President Donald Trump has called on the Federal Reserve to cut interest rates following a massive drop in the stock market last week.

During a news conference at the White House, Trump urged the Federal Reserve to take the lead as the concerns among investors grow due to the coronavirus outbreak.

“Out Fed should start being a leader,” Trump said. “We should have the lowest interest rates. We don’t have the lowest interest rates. Our Fed rate is higher. You look at Germany, you look at Japan, you look at other countries: many of them have negative rates and we are not put in that position because of our Fed.”

On Friday, Federal Reserve Chairman Jerome Powell suggested that the central bank is considering the option to lower interest rates, depending on the situation in the market.

“The fundamentals of the U.S. economy remain strong,” Powell said in a statement, according to International Business Times.

“However, the coronavirus poses evolving risks to economic activity. The Federal Reserve is closely monitoring developments and their implications for the economic outlook. We will use our tools and act as appropriate to support the economy.”

Apart from cutting interest rates, the Trump administration is also considering tax cuts to stimulate economic growth, which is expected to slow down this year due to the coronavirus.

At least 83,000 people have been infected by the coronavirus, but only around 62 cases are in the U.S. Last week, the World Health Organization upgraded the risk of the outbreak to “very high.”

• • • • •

> [Using the information]
[a] In the news excerpt on Trump and the Fed, what level of risk did the World Health Organization assign to the outbreak last week?
[b] Rewrite the news excerpt on Trump and the Fed from "On Friday, Federal" up to and including "to the coronavirus.", substituting "virus" for "coronavirus".

• • • • •

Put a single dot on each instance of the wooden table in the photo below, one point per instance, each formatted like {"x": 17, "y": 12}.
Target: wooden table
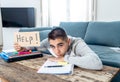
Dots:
{"x": 26, "y": 71}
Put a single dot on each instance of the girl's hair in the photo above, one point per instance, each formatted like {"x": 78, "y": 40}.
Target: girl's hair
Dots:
{"x": 57, "y": 32}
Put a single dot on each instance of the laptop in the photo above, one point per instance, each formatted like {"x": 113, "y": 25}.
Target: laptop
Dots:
{"x": 17, "y": 56}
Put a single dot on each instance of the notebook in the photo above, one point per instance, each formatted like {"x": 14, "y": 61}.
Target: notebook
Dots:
{"x": 11, "y": 56}
{"x": 50, "y": 67}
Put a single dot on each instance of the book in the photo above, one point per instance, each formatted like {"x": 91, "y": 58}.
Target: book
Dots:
{"x": 60, "y": 68}
{"x": 11, "y": 56}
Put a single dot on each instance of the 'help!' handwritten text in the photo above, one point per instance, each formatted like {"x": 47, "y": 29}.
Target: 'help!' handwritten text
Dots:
{"x": 27, "y": 38}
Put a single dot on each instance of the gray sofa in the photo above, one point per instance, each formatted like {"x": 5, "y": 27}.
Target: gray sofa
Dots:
{"x": 102, "y": 37}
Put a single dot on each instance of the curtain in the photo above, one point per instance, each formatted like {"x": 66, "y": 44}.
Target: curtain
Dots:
{"x": 55, "y": 11}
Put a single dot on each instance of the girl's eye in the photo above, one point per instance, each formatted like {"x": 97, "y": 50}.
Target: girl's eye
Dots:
{"x": 52, "y": 47}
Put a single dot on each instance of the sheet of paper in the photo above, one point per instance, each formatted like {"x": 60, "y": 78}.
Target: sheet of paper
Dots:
{"x": 25, "y": 39}
{"x": 66, "y": 69}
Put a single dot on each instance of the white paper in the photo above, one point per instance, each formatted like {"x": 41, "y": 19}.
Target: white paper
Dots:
{"x": 66, "y": 69}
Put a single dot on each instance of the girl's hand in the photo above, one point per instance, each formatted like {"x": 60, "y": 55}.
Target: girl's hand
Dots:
{"x": 17, "y": 47}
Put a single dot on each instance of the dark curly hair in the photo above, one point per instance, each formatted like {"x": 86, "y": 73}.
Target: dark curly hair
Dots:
{"x": 57, "y": 32}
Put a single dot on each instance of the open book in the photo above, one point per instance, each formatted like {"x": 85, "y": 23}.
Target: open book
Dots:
{"x": 50, "y": 67}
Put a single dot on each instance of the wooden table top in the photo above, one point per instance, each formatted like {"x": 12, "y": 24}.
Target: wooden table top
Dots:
{"x": 26, "y": 71}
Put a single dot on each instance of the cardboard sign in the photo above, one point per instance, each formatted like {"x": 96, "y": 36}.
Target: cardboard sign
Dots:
{"x": 25, "y": 39}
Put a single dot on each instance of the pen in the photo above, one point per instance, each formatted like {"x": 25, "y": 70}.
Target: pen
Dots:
{"x": 54, "y": 66}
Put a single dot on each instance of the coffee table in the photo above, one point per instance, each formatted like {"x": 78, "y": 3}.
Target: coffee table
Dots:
{"x": 26, "y": 71}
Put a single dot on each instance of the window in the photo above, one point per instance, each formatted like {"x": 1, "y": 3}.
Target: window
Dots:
{"x": 55, "y": 11}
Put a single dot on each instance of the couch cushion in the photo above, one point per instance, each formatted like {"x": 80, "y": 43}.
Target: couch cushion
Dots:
{"x": 43, "y": 31}
{"x": 76, "y": 29}
{"x": 109, "y": 55}
{"x": 103, "y": 33}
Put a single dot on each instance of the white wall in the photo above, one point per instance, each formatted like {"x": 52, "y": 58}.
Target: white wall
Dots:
{"x": 108, "y": 10}
{"x": 24, "y": 3}
{"x": 21, "y": 3}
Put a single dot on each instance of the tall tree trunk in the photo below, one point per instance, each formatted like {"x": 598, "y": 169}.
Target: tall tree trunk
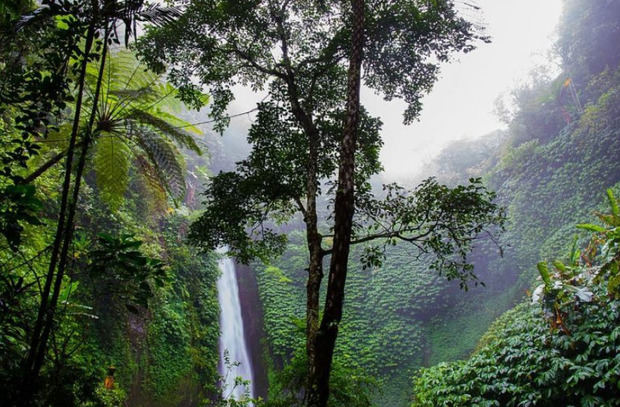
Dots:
{"x": 68, "y": 235}
{"x": 315, "y": 268}
{"x": 343, "y": 218}
{"x": 43, "y": 315}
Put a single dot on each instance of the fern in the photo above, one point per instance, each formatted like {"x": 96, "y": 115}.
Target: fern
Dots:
{"x": 166, "y": 161}
{"x": 173, "y": 132}
{"x": 112, "y": 160}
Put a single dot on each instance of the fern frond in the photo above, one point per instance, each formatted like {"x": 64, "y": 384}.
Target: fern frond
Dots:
{"x": 112, "y": 159}
{"x": 165, "y": 158}
{"x": 180, "y": 136}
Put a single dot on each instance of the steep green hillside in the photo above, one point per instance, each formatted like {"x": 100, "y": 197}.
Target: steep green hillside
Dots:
{"x": 560, "y": 348}
{"x": 548, "y": 168}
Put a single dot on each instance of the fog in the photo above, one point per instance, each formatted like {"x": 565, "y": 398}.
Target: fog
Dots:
{"x": 461, "y": 105}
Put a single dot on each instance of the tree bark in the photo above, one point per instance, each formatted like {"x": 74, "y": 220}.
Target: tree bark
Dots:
{"x": 343, "y": 217}
{"x": 30, "y": 375}
{"x": 68, "y": 235}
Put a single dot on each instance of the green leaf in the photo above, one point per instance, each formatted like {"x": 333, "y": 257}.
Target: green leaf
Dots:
{"x": 543, "y": 269}
{"x": 613, "y": 203}
{"x": 591, "y": 227}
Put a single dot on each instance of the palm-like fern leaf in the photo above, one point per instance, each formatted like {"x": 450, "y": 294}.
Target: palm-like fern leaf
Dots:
{"x": 112, "y": 159}
{"x": 166, "y": 161}
{"x": 153, "y": 184}
{"x": 180, "y": 136}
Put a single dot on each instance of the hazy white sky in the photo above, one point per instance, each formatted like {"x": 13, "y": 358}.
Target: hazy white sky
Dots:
{"x": 462, "y": 102}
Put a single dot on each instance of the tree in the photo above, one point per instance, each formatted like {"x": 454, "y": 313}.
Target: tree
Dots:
{"x": 309, "y": 55}
{"x": 76, "y": 33}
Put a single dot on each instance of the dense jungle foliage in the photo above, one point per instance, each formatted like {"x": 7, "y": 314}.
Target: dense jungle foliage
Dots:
{"x": 548, "y": 168}
{"x": 104, "y": 302}
{"x": 135, "y": 302}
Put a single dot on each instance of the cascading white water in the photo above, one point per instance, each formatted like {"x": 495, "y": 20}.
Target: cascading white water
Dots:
{"x": 232, "y": 338}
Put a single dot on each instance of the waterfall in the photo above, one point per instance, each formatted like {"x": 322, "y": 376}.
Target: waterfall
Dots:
{"x": 232, "y": 338}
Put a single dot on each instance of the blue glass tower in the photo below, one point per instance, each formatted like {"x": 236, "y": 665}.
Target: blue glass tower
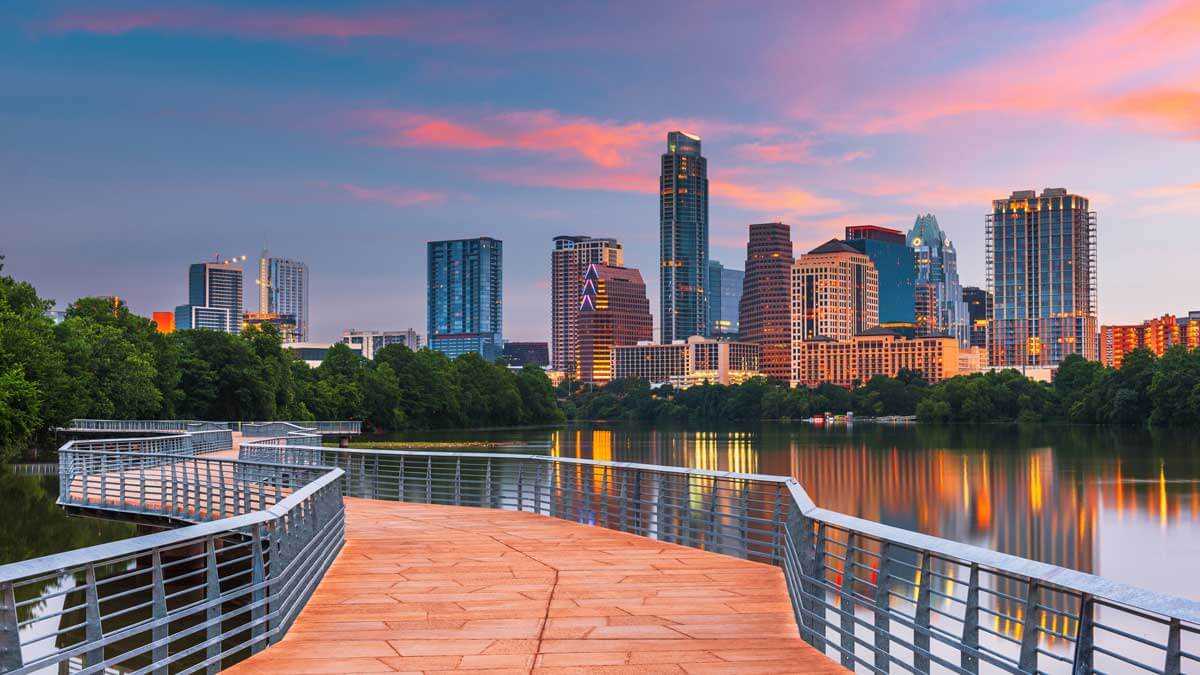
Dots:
{"x": 895, "y": 264}
{"x": 466, "y": 297}
{"x": 683, "y": 238}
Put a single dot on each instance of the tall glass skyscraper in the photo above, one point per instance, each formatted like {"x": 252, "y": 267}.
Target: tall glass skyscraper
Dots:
{"x": 683, "y": 238}
{"x": 1042, "y": 275}
{"x": 940, "y": 309}
{"x": 466, "y": 297}
{"x": 283, "y": 291}
{"x": 724, "y": 293}
{"x": 214, "y": 298}
{"x": 897, "y": 267}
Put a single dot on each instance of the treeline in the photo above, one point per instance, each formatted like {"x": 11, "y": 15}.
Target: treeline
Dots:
{"x": 106, "y": 362}
{"x": 1161, "y": 392}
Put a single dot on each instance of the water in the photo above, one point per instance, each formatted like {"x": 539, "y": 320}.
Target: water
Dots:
{"x": 1120, "y": 503}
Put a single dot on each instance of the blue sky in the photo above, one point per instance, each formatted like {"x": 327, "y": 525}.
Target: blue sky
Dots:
{"x": 139, "y": 137}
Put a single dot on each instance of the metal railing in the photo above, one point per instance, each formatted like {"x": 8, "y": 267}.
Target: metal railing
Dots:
{"x": 190, "y": 599}
{"x": 877, "y": 598}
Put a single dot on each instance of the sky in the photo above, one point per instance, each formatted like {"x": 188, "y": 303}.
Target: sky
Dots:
{"x": 139, "y": 137}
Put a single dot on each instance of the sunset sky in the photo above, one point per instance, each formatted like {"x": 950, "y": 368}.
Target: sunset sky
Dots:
{"x": 139, "y": 137}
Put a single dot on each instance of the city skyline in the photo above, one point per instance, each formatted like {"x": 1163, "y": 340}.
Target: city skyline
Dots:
{"x": 363, "y": 126}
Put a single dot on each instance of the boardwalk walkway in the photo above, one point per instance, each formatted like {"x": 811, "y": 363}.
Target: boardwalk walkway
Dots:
{"x": 431, "y": 589}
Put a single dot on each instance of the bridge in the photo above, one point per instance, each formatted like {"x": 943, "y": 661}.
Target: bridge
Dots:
{"x": 285, "y": 556}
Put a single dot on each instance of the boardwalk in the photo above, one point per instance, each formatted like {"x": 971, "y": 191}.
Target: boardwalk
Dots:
{"x": 431, "y": 589}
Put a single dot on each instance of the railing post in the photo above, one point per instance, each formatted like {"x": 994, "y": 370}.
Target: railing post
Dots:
{"x": 10, "y": 633}
{"x": 969, "y": 661}
{"x": 847, "y": 603}
{"x": 921, "y": 628}
{"x": 1029, "y": 658}
{"x": 882, "y": 602}
{"x": 1085, "y": 637}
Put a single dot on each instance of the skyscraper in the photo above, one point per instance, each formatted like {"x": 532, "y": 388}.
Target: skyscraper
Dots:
{"x": 724, "y": 293}
{"x": 613, "y": 311}
{"x": 835, "y": 293}
{"x": 683, "y": 238}
{"x": 1041, "y": 254}
{"x": 765, "y": 311}
{"x": 940, "y": 304}
{"x": 978, "y": 310}
{"x": 895, "y": 264}
{"x": 283, "y": 291}
{"x": 568, "y": 263}
{"x": 466, "y": 297}
{"x": 214, "y": 298}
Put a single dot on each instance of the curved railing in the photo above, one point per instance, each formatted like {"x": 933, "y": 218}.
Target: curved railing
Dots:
{"x": 875, "y": 597}
{"x": 193, "y": 598}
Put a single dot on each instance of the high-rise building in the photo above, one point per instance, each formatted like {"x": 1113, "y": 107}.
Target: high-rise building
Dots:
{"x": 214, "y": 298}
{"x": 1042, "y": 264}
{"x": 466, "y": 297}
{"x": 613, "y": 311}
{"x": 568, "y": 263}
{"x": 897, "y": 267}
{"x": 683, "y": 238}
{"x": 978, "y": 310}
{"x": 283, "y": 291}
{"x": 724, "y": 292}
{"x": 937, "y": 281}
{"x": 835, "y": 293}
{"x": 765, "y": 315}
{"x": 369, "y": 342}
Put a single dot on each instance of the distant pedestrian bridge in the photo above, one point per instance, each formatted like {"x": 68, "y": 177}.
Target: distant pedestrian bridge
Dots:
{"x": 420, "y": 560}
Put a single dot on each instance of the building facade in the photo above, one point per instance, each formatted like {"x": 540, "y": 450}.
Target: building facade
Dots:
{"x": 1042, "y": 266}
{"x": 283, "y": 291}
{"x": 835, "y": 293}
{"x": 765, "y": 314}
{"x": 369, "y": 342}
{"x": 685, "y": 363}
{"x": 724, "y": 293}
{"x": 466, "y": 297}
{"x": 1155, "y": 334}
{"x": 897, "y": 267}
{"x": 978, "y": 302}
{"x": 214, "y": 298}
{"x": 941, "y": 309}
{"x": 527, "y": 353}
{"x": 568, "y": 263}
{"x": 879, "y": 351}
{"x": 683, "y": 238}
{"x": 613, "y": 311}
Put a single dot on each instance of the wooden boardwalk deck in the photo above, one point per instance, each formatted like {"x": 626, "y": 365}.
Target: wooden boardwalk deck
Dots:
{"x": 432, "y": 589}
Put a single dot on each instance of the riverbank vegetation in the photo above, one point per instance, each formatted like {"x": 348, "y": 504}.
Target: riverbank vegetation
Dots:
{"x": 106, "y": 362}
{"x": 1161, "y": 392}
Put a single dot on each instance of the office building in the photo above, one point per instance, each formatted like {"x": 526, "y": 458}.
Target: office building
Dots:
{"x": 724, "y": 292}
{"x": 214, "y": 298}
{"x": 877, "y": 351}
{"x": 897, "y": 267}
{"x": 683, "y": 238}
{"x": 613, "y": 311}
{"x": 978, "y": 302}
{"x": 835, "y": 293}
{"x": 369, "y": 342}
{"x": 1155, "y": 334}
{"x": 689, "y": 362}
{"x": 165, "y": 322}
{"x": 1041, "y": 255}
{"x": 568, "y": 263}
{"x": 466, "y": 297}
{"x": 283, "y": 291}
{"x": 765, "y": 315}
{"x": 941, "y": 310}
{"x": 527, "y": 353}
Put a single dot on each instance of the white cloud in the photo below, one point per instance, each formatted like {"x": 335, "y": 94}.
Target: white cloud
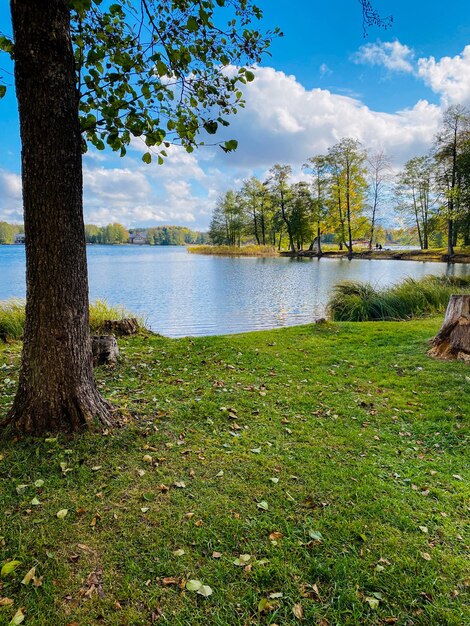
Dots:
{"x": 11, "y": 206}
{"x": 284, "y": 122}
{"x": 393, "y": 55}
{"x": 449, "y": 76}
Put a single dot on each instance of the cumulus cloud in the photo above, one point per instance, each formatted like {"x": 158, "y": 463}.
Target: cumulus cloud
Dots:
{"x": 393, "y": 55}
{"x": 449, "y": 76}
{"x": 11, "y": 207}
{"x": 284, "y": 122}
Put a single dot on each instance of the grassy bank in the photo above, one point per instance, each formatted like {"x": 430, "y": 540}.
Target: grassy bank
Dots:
{"x": 333, "y": 456}
{"x": 462, "y": 255}
{"x": 361, "y": 302}
{"x": 250, "y": 250}
{"x": 12, "y": 317}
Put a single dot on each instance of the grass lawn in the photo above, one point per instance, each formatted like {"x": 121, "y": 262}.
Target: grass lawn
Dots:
{"x": 331, "y": 457}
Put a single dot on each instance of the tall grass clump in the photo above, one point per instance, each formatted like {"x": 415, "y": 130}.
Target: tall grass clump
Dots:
{"x": 248, "y": 250}
{"x": 362, "y": 302}
{"x": 12, "y": 317}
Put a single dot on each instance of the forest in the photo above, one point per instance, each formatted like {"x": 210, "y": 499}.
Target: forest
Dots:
{"x": 352, "y": 193}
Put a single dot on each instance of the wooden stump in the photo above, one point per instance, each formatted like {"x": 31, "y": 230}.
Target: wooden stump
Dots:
{"x": 105, "y": 349}
{"x": 128, "y": 326}
{"x": 453, "y": 339}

• • • • •

> [Exercise answers]
[a] It upgraded the risk to "very high."

[b]
On Friday, Federal Reserve Chairman Jerome Powell suggested that the central bank is considering the option to lower interest rates, depending on the situation in the market.

“The fundamentals of the U.S. economy remain strong,” Powell said in a statement, according to International Business Times.

“However, the virus poses evolving risks to economic activity. The Federal Reserve is closely monitoring developments and their implications for the economic outlook. We will use our tools and act as appropriate to support the economy.”

Apart from cutting interest rates, the Trump administration is also considering tax cuts to stimulate economic growth, which is expected to slow down this year due to the virus.